== Exercise description ==
Filter the entries below, keeping only lines with the word "range".

─── Data supplied

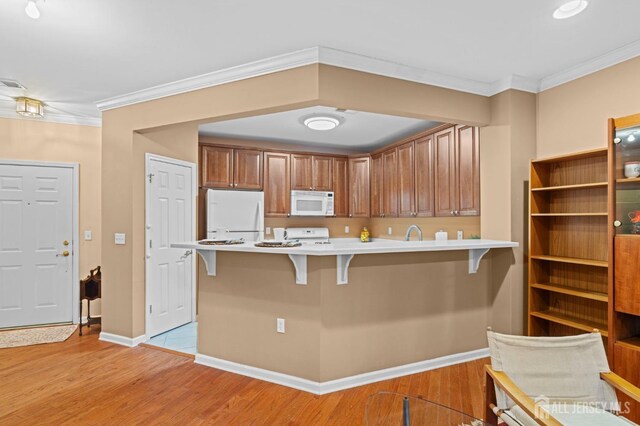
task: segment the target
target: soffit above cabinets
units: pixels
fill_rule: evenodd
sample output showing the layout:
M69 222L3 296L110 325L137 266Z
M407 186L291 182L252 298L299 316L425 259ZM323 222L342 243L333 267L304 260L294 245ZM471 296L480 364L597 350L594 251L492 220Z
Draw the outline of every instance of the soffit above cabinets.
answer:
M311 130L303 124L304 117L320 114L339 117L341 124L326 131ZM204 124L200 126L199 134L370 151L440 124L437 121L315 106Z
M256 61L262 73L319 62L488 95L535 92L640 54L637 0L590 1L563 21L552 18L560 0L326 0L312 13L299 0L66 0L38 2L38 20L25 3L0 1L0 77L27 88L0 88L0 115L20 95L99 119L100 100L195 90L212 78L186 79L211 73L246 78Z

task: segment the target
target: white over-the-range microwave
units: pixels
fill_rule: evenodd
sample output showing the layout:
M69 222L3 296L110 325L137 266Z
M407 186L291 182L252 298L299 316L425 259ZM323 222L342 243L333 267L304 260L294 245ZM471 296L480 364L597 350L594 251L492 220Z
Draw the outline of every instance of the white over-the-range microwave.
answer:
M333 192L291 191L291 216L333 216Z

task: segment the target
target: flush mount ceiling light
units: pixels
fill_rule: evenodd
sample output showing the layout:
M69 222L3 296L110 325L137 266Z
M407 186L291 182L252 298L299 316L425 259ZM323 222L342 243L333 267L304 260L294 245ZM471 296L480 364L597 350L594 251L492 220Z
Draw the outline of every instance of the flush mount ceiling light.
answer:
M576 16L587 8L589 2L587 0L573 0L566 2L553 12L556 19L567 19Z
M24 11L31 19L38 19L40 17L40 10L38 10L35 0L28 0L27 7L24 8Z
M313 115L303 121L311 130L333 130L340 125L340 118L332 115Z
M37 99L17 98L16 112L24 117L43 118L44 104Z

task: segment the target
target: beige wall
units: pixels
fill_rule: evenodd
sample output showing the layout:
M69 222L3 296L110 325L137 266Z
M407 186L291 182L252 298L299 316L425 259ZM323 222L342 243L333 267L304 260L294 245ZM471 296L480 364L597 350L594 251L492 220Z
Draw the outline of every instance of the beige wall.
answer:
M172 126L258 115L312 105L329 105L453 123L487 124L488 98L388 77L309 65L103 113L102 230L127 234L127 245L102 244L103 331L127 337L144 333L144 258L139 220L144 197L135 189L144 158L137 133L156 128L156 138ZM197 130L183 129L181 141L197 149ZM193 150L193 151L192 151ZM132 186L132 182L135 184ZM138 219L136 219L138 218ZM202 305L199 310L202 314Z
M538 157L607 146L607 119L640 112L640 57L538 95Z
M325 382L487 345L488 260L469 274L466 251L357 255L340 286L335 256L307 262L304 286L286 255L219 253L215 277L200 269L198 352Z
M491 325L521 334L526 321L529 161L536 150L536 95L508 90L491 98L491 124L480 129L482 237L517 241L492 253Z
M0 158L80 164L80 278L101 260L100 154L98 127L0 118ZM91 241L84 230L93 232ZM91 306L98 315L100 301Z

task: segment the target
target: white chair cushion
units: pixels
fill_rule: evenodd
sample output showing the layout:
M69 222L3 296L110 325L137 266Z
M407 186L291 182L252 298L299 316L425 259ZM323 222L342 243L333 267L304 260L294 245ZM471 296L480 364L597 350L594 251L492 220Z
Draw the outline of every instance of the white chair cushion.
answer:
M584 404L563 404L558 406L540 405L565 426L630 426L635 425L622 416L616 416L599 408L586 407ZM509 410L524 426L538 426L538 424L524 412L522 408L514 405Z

──────

== Exercise response ==
target: white over-the-range microwave
Draw the outline of every instance of the white over-the-range microwave.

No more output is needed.